Geben Sie aus dem nachstehenden Text zum Film „Zum Vergleich“ den Abschnitt wortgetreu wieder, der mit den Worten „Sa 17.4. / 20“ beginnt und mit „Uraufführung: 9.2.2009 (Berlin)“ schließt.

- **Lesetext**:
· · · · · · ·

Sa 17.4. / 20 Uhr / naTo
Eintritt: 5,50 / 4,50 €

ZUM VERGLEICH
Alternativtitel: By Comparision / Comparaison

Deutschland/Österreich 2009

Regie: Harun Farocki
Buch: Harun Farocki, Matthias Rajmann
Kamera: Ingo Kratisch
Schnitt: Meggie Schneider
Produzent: Harun Farocki
Uraufführung: 9.2.2009 (Berlin)
Farbe
ohne Dialog
dt. /engl. Zwischentitel
Laufzeit: 61 min

„Ich will einen Film vorschlagen, der zum Begriff der Arbeit beiträgt. Der die Arbeit in einer traditionalen Gesellschaft, etwa in Afrika, in einer frühindustriellen Gesellschaft, etwa in Indien, und in einer hochindustriellen, in Europa oder Japan, in Vergleich setzt. Verglichen werden soll die Arbeit des Häuserbauens. Häuser zum Wohnen.“ So stand es im Januar 2003 im Exposé zu Harun Farockis Dokumentarfilmprojekt. „Nach ersten Recherchen […] kam ich darauf, den Ziegelstein zum
Vergleichsgegenstand zu nehmen, seine Herstellung und seine Verarbeitung,“ so Farocki. „Wir suchten nach einer großen Varianz von Ziegelsteinverwendungen – und wir suchten nach Produktionsverfahren, die den Ziegelstein möglicherweise aufheben.“ In Indien filmte er in einer Ziegelei, deren Strangmaschine noch aus den 30er Jahren war, als Gandhi den antikolonialen Protest organisierte. Die Anlage in Nordfrankreich aus dem Jahr 1945 wurde von Marokkanern bedient, die in Baracken neben der Ziegelei wie Kriegsgefangene oder Zwangsarbeiter hausten. In Mumbai wurden
Appartement-Hochhäuser kaum anders als in Europa errichtet. Keine Hand kam mit dem Produkt in Berührung in den hochmechanisierten Fabriken in Deutschland. In Burkina Faso verfolgte Farocki die gemeinschaftliche Arbeit an einer Krankenstation und einem Schulgebäude: „Noch nie habe ich
etwas mir so Fremdes aus solcher Nähe betrachten können.“ (1)

· · · · · · ·

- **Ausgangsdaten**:
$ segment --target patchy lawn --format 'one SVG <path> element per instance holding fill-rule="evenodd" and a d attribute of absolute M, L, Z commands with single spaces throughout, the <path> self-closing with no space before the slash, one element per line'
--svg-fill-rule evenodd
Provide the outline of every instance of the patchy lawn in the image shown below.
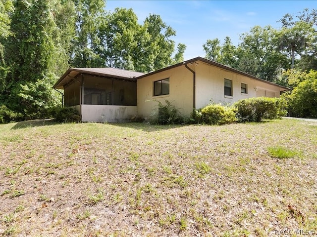
<path fill-rule="evenodd" d="M 0 125 L 0 235 L 317 229 L 317 123 Z M 284 232 L 285 233 L 285 232 Z"/>

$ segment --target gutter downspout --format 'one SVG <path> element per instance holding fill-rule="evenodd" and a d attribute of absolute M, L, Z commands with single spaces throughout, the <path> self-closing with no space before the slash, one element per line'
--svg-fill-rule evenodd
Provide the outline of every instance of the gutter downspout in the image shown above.
<path fill-rule="evenodd" d="M 196 109 L 196 72 L 193 71 L 191 68 L 190 68 L 189 67 L 188 67 L 187 66 L 187 64 L 185 63 L 184 64 L 184 65 L 185 65 L 185 67 L 187 69 L 188 69 L 189 71 L 190 71 L 192 73 L 193 73 L 193 109 L 195 110 Z"/>
<path fill-rule="evenodd" d="M 61 94 L 61 107 L 64 107 L 64 93 L 63 92 L 62 92 L 61 91 L 59 91 L 59 90 L 56 90 L 54 88 L 53 88 L 53 89 L 54 89 L 55 90 L 56 90 L 57 92 L 60 93 L 60 94 Z"/>

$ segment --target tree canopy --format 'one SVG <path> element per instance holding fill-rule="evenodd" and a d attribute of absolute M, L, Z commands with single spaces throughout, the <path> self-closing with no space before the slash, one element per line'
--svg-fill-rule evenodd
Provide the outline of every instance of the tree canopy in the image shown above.
<path fill-rule="evenodd" d="M 132 9 L 110 12 L 104 0 L 0 1 L 1 111 L 10 120 L 47 117 L 60 104 L 53 85 L 68 67 L 148 72 L 178 62 L 186 46 L 175 49 L 175 35 L 158 15 L 141 25 Z"/>
<path fill-rule="evenodd" d="M 284 72 L 317 70 L 317 10 L 288 14 L 279 22 L 278 29 L 253 27 L 237 45 L 228 37 L 222 43 L 207 40 L 206 57 L 292 86 Z M 175 44 L 176 34 L 158 15 L 140 23 L 132 9 L 111 12 L 105 0 L 1 0 L 1 113 L 10 115 L 8 121 L 49 116 L 60 105 L 52 86 L 69 67 L 147 73 L 181 62 L 186 46 Z"/>

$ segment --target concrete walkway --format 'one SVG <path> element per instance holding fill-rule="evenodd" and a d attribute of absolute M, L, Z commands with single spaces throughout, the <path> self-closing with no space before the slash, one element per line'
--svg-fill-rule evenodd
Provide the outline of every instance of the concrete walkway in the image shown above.
<path fill-rule="evenodd" d="M 306 121 L 307 122 L 317 122 L 317 118 L 295 118 L 295 117 L 282 117 L 282 118 L 287 118 L 291 119 L 298 119 L 302 121 Z"/>

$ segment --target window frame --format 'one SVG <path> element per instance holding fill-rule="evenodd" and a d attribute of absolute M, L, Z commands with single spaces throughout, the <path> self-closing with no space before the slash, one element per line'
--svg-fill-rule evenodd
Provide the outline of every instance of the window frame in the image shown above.
<path fill-rule="evenodd" d="M 246 87 L 245 88 L 244 87 L 242 87 L 242 84 L 246 85 Z M 248 84 L 247 84 L 246 83 L 244 83 L 244 82 L 241 82 L 241 93 L 242 94 L 248 94 Z M 242 89 L 245 89 L 245 92 L 244 92 L 242 91 Z"/>
<path fill-rule="evenodd" d="M 168 80 L 168 93 L 163 93 L 163 83 L 164 80 Z M 156 85 L 158 84 L 158 82 L 160 82 L 160 93 L 159 94 L 156 94 Z M 164 79 L 161 79 L 160 80 L 158 80 L 153 81 L 153 96 L 160 96 L 162 95 L 169 95 L 169 78 L 165 78 Z"/>
<path fill-rule="evenodd" d="M 227 81 L 229 81 L 230 82 L 230 87 L 229 87 L 228 86 L 226 86 L 226 80 Z M 232 97 L 233 96 L 233 92 L 232 91 L 232 80 L 230 80 L 230 79 L 227 79 L 226 78 L 224 79 L 224 80 L 223 81 L 224 82 L 224 96 L 226 97 L 226 96 L 228 96 L 230 97 Z M 226 93 L 228 91 L 228 89 L 226 90 L 226 88 L 230 88 L 230 94 L 226 94 Z"/>

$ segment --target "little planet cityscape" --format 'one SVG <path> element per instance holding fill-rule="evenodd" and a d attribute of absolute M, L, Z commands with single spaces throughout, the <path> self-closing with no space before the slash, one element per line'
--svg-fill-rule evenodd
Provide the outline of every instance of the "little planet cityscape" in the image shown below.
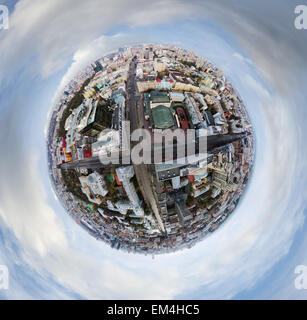
<path fill-rule="evenodd" d="M 48 121 L 59 200 L 117 250 L 154 257 L 193 247 L 234 212 L 252 173 L 241 97 L 221 69 L 172 45 L 127 46 L 89 62 Z"/>

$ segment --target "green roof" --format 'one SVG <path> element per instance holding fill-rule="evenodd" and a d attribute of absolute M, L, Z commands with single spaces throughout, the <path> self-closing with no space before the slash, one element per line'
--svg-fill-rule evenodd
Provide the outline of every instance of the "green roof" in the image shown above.
<path fill-rule="evenodd" d="M 166 129 L 174 125 L 174 118 L 169 108 L 157 106 L 152 109 L 152 117 L 156 128 Z"/>
<path fill-rule="evenodd" d="M 151 96 L 150 100 L 152 103 L 168 103 L 170 99 L 168 96 Z"/>

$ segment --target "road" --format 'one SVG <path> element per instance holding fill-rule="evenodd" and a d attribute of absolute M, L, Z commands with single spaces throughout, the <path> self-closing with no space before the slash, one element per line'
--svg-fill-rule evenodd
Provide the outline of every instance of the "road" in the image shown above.
<path fill-rule="evenodd" d="M 139 119 L 139 110 L 142 108 L 141 105 L 141 96 L 136 88 L 136 79 L 135 79 L 135 68 L 136 64 L 134 61 L 130 64 L 129 76 L 128 76 L 128 112 L 129 112 L 129 120 L 131 126 L 131 132 L 135 129 L 142 127 L 143 119 Z M 141 121 L 142 120 L 142 121 Z M 134 172 L 137 178 L 140 190 L 142 192 L 144 201 L 147 206 L 151 208 L 156 221 L 158 223 L 158 227 L 162 233 L 165 233 L 165 227 L 163 225 L 163 221 L 159 212 L 158 199 L 156 192 L 153 190 L 152 181 L 151 181 L 151 173 L 148 172 L 148 166 L 144 163 L 139 165 L 134 165 Z"/>

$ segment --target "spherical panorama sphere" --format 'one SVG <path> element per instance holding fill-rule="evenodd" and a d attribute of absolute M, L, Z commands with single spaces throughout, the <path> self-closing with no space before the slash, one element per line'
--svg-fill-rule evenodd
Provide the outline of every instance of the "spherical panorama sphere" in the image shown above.
<path fill-rule="evenodd" d="M 97 240 L 144 254 L 191 248 L 238 205 L 252 130 L 239 94 L 203 57 L 120 48 L 89 62 L 52 107 L 50 176 Z"/>

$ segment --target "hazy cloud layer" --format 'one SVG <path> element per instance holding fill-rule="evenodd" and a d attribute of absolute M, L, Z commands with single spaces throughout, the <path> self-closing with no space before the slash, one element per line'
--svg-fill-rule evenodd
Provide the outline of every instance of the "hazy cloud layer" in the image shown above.
<path fill-rule="evenodd" d="M 29 273 L 23 278 L 14 273 L 8 297 L 231 298 L 252 288 L 288 254 L 304 223 L 306 200 L 304 91 L 299 91 L 307 55 L 302 43 L 305 36 L 290 28 L 291 6 L 275 12 L 273 5 L 227 3 L 22 0 L 16 5 L 11 29 L 0 34 L 4 57 L 0 90 L 6 86 L 14 96 L 0 118 L 0 142 L 6 150 L 0 162 L 0 217 L 3 228 L 9 230 L 3 233 L 0 263 L 7 263 L 11 270 L 20 265 Z M 275 15 L 269 18 L 272 12 Z M 90 238 L 50 200 L 53 195 L 41 172 L 46 169 L 40 163 L 43 139 L 34 144 L 29 138 L 35 128 L 43 127 L 34 119 L 46 112 L 49 102 L 42 96 L 45 107 L 34 107 L 35 88 L 33 93 L 23 92 L 13 81 L 30 78 L 34 84 L 49 85 L 48 79 L 65 67 L 61 86 L 98 52 L 146 40 L 139 26 L 192 16 L 216 21 L 230 34 L 230 40 L 220 40 L 216 48 L 212 40 L 208 47 L 214 48 L 207 50 L 216 50 L 221 61 L 226 48 L 233 50 L 225 67 L 242 93 L 257 133 L 253 179 L 233 217 L 193 249 L 155 260 L 117 252 Z M 209 32 L 199 30 L 193 19 L 188 21 L 192 35 L 203 32 L 205 37 Z M 135 33 L 104 35 L 118 22 L 131 26 Z M 172 30 L 177 31 L 182 30 Z M 181 42 L 184 46 L 185 38 Z M 206 56 L 204 45 L 195 50 Z M 299 261 L 302 250 L 296 256 L 298 264 L 306 261 Z M 27 285 L 21 285 L 23 281 Z M 290 298 L 296 295 L 291 281 L 285 280 L 283 294 Z M 40 284 L 50 292 L 44 292 Z"/>

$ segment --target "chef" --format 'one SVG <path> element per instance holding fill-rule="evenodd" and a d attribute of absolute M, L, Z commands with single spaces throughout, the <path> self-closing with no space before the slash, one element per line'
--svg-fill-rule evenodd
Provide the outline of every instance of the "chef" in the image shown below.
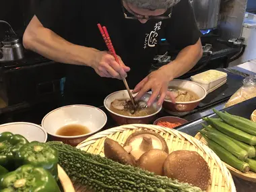
<path fill-rule="evenodd" d="M 97 24 L 105 26 L 119 55 L 107 51 Z M 125 89 L 126 77 L 139 99 L 162 104 L 168 83 L 202 56 L 200 31 L 189 0 L 40 0 L 23 37 L 26 49 L 66 65 L 66 104 L 102 105 Z M 158 42 L 181 51 L 171 63 L 149 73 Z M 64 64 L 63 64 L 64 65 Z"/>

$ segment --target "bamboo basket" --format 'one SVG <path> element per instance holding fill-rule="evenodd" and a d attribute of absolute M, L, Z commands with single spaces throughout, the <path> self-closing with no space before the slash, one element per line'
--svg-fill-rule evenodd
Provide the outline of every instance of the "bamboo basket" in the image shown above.
<path fill-rule="evenodd" d="M 208 163 L 211 170 L 211 184 L 207 192 L 236 191 L 230 172 L 216 154 L 195 138 L 174 129 L 152 125 L 123 125 L 96 133 L 79 143 L 77 148 L 91 154 L 104 156 L 103 147 L 106 137 L 114 139 L 123 146 L 129 135 L 141 130 L 150 130 L 160 134 L 166 141 L 170 152 L 179 150 L 198 152 Z"/>
<path fill-rule="evenodd" d="M 201 141 L 205 145 L 207 145 L 207 143 L 206 140 L 203 138 L 203 137 L 201 135 L 200 133 L 198 133 L 195 137 Z M 237 177 L 239 177 L 243 180 L 248 181 L 250 182 L 256 183 L 256 173 L 249 171 L 247 173 L 242 172 L 237 170 L 236 168 L 234 168 L 234 167 L 230 166 L 229 164 L 223 162 L 226 166 L 228 168 L 228 170 L 230 171 L 231 174 L 232 174 L 234 176 L 236 176 Z"/>

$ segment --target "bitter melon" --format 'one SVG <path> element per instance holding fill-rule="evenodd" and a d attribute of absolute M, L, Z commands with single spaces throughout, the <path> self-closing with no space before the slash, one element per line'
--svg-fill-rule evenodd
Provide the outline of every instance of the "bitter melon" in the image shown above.
<path fill-rule="evenodd" d="M 201 189 L 60 142 L 48 142 L 59 152 L 59 164 L 75 183 L 92 191 L 201 192 Z"/>

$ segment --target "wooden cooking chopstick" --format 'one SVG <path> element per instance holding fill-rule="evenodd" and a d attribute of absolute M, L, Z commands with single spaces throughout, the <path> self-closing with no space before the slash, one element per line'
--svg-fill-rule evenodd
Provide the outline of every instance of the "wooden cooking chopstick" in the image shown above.
<path fill-rule="evenodd" d="M 116 60 L 117 63 L 119 63 L 120 65 L 119 61 L 117 58 L 117 56 L 116 52 L 115 51 L 114 46 L 112 44 L 112 42 L 111 42 L 110 38 L 109 36 L 108 30 L 106 30 L 106 28 L 105 26 L 103 26 L 103 28 L 102 28 L 100 24 L 98 24 L 98 27 L 100 32 L 100 33 L 103 37 L 103 39 L 106 43 L 106 45 L 108 49 L 108 51 L 110 52 L 111 55 L 115 57 L 115 59 Z M 133 97 L 133 94 L 131 94 L 131 90 L 129 88 L 127 82 L 126 81 L 126 79 L 125 77 L 122 77 L 122 79 L 123 79 L 123 82 L 125 86 L 126 89 L 127 90 L 127 92 L 128 92 L 129 96 L 130 97 L 130 99 L 131 100 L 131 102 L 132 102 L 134 108 L 135 108 L 135 102 L 134 98 Z"/>

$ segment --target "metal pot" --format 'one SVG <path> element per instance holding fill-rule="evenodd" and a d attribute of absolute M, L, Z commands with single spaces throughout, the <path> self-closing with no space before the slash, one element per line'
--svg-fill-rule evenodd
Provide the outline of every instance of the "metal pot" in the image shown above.
<path fill-rule="evenodd" d="M 13 61 L 24 58 L 24 48 L 11 26 L 5 21 L 0 20 L 9 26 L 9 31 L 5 38 L 0 41 L 0 63 Z"/>
<path fill-rule="evenodd" d="M 218 26 L 221 0 L 189 0 L 200 30 Z"/>

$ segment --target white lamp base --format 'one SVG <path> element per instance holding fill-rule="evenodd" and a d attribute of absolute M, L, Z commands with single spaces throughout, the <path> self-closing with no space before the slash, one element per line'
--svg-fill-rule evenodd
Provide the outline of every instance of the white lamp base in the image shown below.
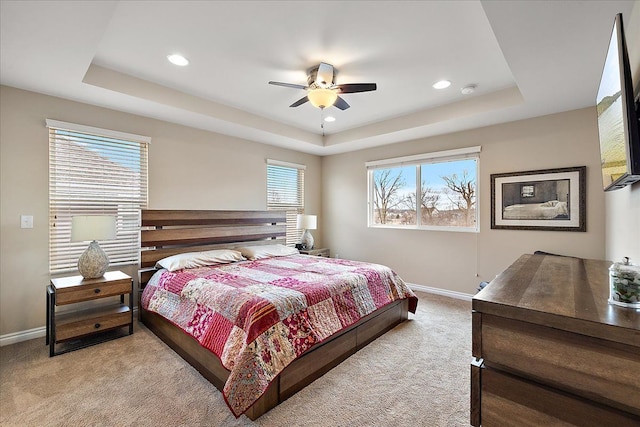
<path fill-rule="evenodd" d="M 104 276 L 107 267 L 109 267 L 109 257 L 95 240 L 78 259 L 78 271 L 85 279 Z"/>
<path fill-rule="evenodd" d="M 300 238 L 300 243 L 305 245 L 307 249 L 313 249 L 313 236 L 309 230 L 304 230 L 304 233 L 302 233 L 302 237 Z"/>

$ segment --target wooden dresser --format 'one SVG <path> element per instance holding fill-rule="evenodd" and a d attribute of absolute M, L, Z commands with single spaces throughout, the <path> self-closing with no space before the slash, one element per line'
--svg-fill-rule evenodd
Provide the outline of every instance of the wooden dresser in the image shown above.
<path fill-rule="evenodd" d="M 640 426 L 640 310 L 609 261 L 523 255 L 473 298 L 473 426 Z"/>

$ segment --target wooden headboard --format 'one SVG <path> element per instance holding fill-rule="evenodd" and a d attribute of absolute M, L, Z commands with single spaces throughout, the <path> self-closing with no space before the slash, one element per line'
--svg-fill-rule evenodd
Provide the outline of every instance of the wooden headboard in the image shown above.
<path fill-rule="evenodd" d="M 142 210 L 140 287 L 158 260 L 183 252 L 285 243 L 285 211 Z"/>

· · · · · · ·

- **Erledigte Aufgabe**:
Sa 17.4. / 20 Uhr / naTo
Eintritt: 5,50 / 4,50 €

ZUM VERGLEICH
Alternativtitel: By Comparision / Comparaison

Deutschland/Österreich 2009

Regie: Harun Farocki
Buch: Harun Farocki, Matthias Rajmann
Kamera: Ingo Kratisch
Schnitt: Meggie Schneider
Produzent: Harun Farocki
Uraufführung: 9.2.2009 (Berlin)